• Stated goal: Write out again everything from the line containing "of the forested" down to the end of the records, requests included, and shift every coordinate in the answers by adding 96 to each number.
* begin Records *
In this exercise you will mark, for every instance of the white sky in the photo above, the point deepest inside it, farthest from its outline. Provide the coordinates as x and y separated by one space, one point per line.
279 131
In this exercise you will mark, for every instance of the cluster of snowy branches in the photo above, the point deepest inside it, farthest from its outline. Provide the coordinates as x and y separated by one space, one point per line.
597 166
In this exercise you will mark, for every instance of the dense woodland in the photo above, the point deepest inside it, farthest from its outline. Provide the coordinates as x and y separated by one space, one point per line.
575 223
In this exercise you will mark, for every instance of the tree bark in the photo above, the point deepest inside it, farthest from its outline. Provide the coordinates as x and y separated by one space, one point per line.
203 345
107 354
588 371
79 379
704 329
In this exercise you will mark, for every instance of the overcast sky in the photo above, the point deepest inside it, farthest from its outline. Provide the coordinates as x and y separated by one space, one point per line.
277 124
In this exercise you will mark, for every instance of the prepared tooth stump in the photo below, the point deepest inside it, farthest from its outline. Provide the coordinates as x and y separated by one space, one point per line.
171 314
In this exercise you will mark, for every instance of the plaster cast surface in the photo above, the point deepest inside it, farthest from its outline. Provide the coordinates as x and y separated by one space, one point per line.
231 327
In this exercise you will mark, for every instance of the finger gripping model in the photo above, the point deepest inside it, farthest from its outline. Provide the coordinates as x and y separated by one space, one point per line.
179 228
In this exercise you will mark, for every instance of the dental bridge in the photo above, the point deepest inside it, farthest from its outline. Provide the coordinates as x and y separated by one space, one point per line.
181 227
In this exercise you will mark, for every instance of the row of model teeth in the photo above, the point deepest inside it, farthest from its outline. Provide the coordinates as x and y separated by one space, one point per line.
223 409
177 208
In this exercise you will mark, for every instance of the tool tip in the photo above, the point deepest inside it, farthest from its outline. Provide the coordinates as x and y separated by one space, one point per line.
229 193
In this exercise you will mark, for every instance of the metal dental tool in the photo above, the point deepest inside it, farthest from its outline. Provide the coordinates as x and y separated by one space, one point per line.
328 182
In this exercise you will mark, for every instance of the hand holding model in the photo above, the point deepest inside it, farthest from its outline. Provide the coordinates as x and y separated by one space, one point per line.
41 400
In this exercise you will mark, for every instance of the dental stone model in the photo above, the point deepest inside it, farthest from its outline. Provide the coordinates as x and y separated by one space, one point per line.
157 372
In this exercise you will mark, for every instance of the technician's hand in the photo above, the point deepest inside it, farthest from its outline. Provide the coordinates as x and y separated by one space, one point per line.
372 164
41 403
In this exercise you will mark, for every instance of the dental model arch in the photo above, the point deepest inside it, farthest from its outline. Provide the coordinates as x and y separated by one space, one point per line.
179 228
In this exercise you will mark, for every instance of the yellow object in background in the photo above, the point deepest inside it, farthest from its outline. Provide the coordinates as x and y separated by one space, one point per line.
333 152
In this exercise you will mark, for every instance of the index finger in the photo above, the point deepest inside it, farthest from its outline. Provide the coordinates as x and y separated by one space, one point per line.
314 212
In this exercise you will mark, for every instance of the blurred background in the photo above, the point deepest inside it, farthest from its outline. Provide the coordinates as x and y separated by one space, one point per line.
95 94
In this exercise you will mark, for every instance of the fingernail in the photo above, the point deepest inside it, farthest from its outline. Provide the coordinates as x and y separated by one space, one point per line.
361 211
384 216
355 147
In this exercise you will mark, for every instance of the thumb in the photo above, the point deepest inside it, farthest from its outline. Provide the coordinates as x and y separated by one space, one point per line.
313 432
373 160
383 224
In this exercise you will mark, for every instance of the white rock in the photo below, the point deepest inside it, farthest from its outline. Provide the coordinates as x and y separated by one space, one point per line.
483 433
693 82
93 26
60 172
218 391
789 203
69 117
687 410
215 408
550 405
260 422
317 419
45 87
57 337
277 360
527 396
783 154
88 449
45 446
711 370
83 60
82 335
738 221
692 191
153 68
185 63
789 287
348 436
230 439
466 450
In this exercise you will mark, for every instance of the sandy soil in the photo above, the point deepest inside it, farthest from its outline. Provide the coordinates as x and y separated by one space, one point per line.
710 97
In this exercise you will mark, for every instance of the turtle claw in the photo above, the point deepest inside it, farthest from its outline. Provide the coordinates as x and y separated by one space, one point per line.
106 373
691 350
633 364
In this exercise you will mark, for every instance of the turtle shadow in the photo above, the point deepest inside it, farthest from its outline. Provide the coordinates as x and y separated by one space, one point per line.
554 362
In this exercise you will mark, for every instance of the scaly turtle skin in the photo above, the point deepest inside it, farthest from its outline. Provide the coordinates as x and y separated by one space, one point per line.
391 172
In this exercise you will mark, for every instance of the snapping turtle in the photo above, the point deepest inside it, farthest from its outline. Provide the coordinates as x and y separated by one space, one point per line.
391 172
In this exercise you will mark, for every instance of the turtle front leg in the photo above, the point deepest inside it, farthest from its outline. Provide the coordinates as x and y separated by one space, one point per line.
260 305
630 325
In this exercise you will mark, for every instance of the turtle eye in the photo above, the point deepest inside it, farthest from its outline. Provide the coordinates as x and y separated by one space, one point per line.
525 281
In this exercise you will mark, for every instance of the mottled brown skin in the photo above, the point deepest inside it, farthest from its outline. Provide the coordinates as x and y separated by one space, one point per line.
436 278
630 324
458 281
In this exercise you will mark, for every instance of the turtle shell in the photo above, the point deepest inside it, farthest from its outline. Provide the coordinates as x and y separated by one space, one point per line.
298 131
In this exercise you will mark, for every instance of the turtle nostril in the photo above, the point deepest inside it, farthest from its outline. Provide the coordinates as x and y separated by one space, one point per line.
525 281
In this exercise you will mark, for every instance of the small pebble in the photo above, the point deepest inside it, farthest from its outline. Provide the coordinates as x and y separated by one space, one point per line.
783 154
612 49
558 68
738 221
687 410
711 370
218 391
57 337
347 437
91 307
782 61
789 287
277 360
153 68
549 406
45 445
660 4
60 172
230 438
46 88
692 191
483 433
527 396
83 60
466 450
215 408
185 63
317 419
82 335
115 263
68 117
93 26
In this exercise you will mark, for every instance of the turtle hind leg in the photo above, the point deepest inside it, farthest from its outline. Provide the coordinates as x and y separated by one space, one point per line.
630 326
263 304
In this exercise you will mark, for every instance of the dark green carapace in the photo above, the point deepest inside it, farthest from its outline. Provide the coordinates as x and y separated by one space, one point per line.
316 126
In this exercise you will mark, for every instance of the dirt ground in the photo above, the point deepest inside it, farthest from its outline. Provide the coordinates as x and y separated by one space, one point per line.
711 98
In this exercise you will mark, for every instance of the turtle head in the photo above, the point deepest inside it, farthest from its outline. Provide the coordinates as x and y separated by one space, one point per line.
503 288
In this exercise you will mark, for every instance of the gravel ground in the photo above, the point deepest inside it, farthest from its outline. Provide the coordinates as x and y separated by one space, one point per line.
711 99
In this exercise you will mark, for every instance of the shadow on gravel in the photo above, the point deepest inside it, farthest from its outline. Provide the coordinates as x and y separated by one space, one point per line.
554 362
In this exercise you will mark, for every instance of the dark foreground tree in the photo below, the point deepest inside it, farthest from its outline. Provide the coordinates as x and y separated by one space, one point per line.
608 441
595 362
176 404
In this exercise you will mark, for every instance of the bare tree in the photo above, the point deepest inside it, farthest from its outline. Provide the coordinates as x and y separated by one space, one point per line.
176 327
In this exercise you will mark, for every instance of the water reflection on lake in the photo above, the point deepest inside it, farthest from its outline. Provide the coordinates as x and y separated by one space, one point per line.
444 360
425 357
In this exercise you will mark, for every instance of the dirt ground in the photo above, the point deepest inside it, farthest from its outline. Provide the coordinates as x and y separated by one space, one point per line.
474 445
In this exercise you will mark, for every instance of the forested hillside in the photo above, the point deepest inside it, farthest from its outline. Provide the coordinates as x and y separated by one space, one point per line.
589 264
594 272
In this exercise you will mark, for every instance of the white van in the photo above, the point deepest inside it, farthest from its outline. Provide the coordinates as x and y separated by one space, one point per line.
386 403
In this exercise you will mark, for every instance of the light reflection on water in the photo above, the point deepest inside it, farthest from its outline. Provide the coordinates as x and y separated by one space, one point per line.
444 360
* end Records *
• Solution to this exercise:
In this exercise you will mark, for every instance of the forested hillside in the photo above, the point deepest inside it, farthest from its outline. Provide the coordinates as x and y separated by one space, one point per line.
685 360
690 368
In this exercise you will mark, for every instance of the white van in the photo above, the point deepest inside it, farthest from its outline. Provide the coordinates as x and y separated by one space, one point per line.
482 499
In this exercise you will mark, for every instance of the light reflection on water in the photo above, the point deepest inside it, farthest from its outline. Provide the coordinates as x and y separated by one space, one point per line.
540 456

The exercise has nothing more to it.